Exercise materials –
────────────────

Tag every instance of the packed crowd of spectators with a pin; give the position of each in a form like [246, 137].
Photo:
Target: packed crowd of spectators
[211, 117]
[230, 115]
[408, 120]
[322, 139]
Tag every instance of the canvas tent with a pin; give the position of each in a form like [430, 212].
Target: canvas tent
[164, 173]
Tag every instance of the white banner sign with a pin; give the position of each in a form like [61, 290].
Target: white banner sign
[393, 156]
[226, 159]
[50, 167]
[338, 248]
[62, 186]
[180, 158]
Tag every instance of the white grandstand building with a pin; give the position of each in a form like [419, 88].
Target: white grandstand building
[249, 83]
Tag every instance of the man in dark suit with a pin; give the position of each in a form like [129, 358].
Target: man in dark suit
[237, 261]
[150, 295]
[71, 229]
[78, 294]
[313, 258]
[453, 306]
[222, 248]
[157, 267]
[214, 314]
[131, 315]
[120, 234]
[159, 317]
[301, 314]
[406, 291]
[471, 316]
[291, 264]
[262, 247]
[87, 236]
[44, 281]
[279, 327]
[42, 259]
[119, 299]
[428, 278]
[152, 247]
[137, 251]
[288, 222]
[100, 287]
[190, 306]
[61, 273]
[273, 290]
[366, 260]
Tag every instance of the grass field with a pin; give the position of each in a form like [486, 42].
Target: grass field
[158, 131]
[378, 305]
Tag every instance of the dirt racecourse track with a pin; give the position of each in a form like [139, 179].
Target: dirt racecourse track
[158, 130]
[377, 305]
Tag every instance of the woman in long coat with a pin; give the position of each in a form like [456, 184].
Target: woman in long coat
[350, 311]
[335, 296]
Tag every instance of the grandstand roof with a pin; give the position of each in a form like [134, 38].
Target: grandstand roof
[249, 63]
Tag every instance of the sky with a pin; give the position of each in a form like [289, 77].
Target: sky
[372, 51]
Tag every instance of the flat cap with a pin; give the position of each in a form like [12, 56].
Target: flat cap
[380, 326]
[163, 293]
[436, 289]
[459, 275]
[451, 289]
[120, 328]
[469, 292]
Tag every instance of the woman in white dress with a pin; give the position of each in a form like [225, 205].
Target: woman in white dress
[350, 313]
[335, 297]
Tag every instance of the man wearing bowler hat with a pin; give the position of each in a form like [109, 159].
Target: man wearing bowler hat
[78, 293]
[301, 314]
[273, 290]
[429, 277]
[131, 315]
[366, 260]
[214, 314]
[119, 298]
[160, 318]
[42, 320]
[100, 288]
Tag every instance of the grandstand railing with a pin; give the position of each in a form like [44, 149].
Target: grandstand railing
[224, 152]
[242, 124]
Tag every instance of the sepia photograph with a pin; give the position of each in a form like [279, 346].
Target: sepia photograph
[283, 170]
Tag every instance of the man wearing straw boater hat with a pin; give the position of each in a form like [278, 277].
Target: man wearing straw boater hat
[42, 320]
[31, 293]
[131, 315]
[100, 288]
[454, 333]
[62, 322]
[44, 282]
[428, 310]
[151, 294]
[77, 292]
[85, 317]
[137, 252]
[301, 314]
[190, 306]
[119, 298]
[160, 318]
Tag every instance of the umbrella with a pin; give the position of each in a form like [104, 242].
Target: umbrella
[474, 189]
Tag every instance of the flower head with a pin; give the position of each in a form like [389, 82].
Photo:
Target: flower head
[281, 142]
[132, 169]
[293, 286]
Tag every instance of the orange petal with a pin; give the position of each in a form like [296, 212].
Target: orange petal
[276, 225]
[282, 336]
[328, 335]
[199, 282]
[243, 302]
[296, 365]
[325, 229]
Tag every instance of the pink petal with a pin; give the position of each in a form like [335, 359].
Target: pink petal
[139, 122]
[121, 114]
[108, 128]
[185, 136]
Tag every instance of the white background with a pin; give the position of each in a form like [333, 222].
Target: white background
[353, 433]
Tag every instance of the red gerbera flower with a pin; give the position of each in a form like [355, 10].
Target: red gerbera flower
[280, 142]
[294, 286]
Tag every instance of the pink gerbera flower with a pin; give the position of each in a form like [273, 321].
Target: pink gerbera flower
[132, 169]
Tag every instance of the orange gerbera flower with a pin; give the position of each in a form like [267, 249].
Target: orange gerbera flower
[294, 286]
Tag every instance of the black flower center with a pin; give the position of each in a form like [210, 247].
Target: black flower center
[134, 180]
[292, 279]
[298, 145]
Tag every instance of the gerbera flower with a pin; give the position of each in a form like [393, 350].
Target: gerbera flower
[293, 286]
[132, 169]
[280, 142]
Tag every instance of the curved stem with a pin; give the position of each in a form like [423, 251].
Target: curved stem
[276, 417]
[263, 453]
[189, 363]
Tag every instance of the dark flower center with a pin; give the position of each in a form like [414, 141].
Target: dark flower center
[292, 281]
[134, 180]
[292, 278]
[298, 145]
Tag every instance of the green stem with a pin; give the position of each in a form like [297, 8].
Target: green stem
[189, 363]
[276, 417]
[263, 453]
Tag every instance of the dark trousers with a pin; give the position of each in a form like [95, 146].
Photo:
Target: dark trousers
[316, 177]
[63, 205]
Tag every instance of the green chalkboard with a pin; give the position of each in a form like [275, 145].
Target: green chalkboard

────────────────

Direction – Extract each entry in full, exactly as given.

Full response –
Tag every instance of the packed crowd of spectators with a pin; give the position of each in a form like [246, 137].
Photo:
Target: packed crowd of spectators
[211, 117]
[230, 115]
[408, 120]
[322, 139]
Tag every instance of the canvas tent with a pin; give the position of each in a form like [430, 212].
Target: canvas tent
[164, 173]
Tag every instance of the white banner sign with a pin; give the position of each in a form like [61, 290].
Target: white banner sign
[393, 156]
[226, 159]
[50, 167]
[338, 248]
[62, 186]
[180, 158]
Tag every instance of the white grandstand building with a pin; give the position of each in a form like [419, 88].
Target: white grandstand building
[249, 83]
Tag every instance of the man in dark suit with a pin; give the position of each in a form like [129, 358].
Target: man in dark suit
[237, 261]
[150, 295]
[71, 229]
[78, 294]
[313, 258]
[453, 306]
[222, 248]
[157, 267]
[214, 314]
[131, 315]
[120, 234]
[159, 317]
[301, 314]
[406, 291]
[471, 316]
[291, 264]
[262, 247]
[87, 236]
[44, 281]
[279, 327]
[42, 259]
[119, 299]
[428, 278]
[152, 247]
[137, 251]
[288, 222]
[100, 287]
[190, 306]
[61, 273]
[273, 290]
[366, 260]
Tag every instance of the grass field with a pin; give the position of each in a form like [486, 42].
Target: grass field
[158, 131]
[378, 305]
Tag every instance of the dirt racecourse track with a pin; give the position of each in a form like [139, 179].
Target: dirt racecourse track
[158, 130]
[377, 305]
Tag every instance of the woman in long coat with a pin; give the position of each in a form like [456, 184].
Target: woman in long coat
[350, 311]
[335, 296]
Tag every instance of the grandstand roof with a pin; give the position of each in a form like [134, 38].
Target: grandstand roof
[249, 63]
Tag every instance of the sky with a pin; give the position of each in a form like [289, 77].
Target: sky
[372, 51]
Tag every instance of the flat cap with a pin; give the position of each in a form like [12, 56].
Target: flat cap
[380, 326]
[163, 293]
[436, 289]
[459, 275]
[451, 289]
[120, 328]
[469, 292]
Tag every instance of the woman in white dress with a pin; give the position of each in a form like [225, 205].
Target: woman in white dress
[350, 313]
[335, 297]
Tag every instance of the man wearing bowler hat with a pin; give the position of each in a form like [109, 159].
Target: man wearing bowler hat
[78, 293]
[301, 314]
[273, 290]
[429, 277]
[131, 315]
[366, 260]
[214, 314]
[119, 298]
[160, 318]
[42, 320]
[100, 288]
Tag every instance of the grandstand railing with a pin; give the position of each in a form like [44, 149].
Target: grandstand railing
[224, 152]
[242, 124]
Tag every instance of the sepia photograph with a pin; give the position of each in a form like [279, 346].
Target: sepia photograph
[283, 170]
Tag every instance of the man wearing straw boater hat with a pin; give the position of each in a form like [278, 277].
Target: man wearing straw boater hat
[42, 320]
[31, 293]
[131, 315]
[100, 288]
[454, 333]
[62, 322]
[44, 282]
[428, 310]
[151, 294]
[77, 292]
[85, 317]
[137, 252]
[301, 314]
[190, 306]
[119, 298]
[160, 318]
Tag every instance of the umbrella with a pin; give the position of each in a form like [104, 242].
Target: umbrella
[474, 189]
Tag every instance of the flower head with a pin; give the position of each in a form like [389, 82].
Photo:
Target: flower head
[281, 142]
[132, 169]
[293, 286]
Tag every instance of the orange petal with a pin; give the position of each in a form like [296, 212].
Target: orange petal
[276, 225]
[282, 336]
[328, 335]
[199, 282]
[243, 302]
[296, 365]
[325, 229]
Tag every instance of the pink petal with a pin; give the position of each in a form like [335, 359].
Target: pink petal
[139, 122]
[121, 114]
[108, 128]
[185, 136]
Tag every instance of the white background with a pin; give the position of each in a form like [333, 222].
Target: white background
[353, 433]
Tag every instance of the red gerbera flower with a pin; give the position of each in a form like [355, 10].
Target: red gerbera flower
[280, 142]
[294, 286]
Tag every instance of the pink gerbera flower with a pin; give the position of each in a form like [273, 321].
Target: pink gerbera flower
[132, 169]
Tag every instance of the orange gerbera flower with a pin; give the position of each in a form like [267, 249].
Target: orange gerbera flower
[294, 286]
Tag every instance of the black flower center with a pin; give the position of each in a form like [210, 247].
Target: black flower center
[134, 180]
[292, 279]
[298, 145]
Tag every instance of the gerbera flower with a pin; give the position of each in a form like [393, 350].
Target: gerbera flower
[293, 286]
[132, 169]
[280, 142]
Tag every instance of the curved stem with a pin; give the position of each in a form like [423, 251].
Target: curved stem
[276, 417]
[263, 453]
[189, 363]
Tag every instance of the dark flower center with a pin; give the position of each in a form like [414, 141].
Target: dark flower center
[292, 281]
[134, 180]
[292, 278]
[298, 145]
Tag every instance of the green stem with a pin; give the position of each in a form like [297, 8].
Target: green stem
[189, 363]
[276, 417]
[263, 453]
Tag every instance of the dark trousers with a pin; give the position of each in a form like [95, 146].
Photo:
Target: dark trousers
[316, 177]
[63, 205]
Tag every instance of the green chalkboard with a pin; give the position of each in a form like [275, 145].
Target: green chalkboard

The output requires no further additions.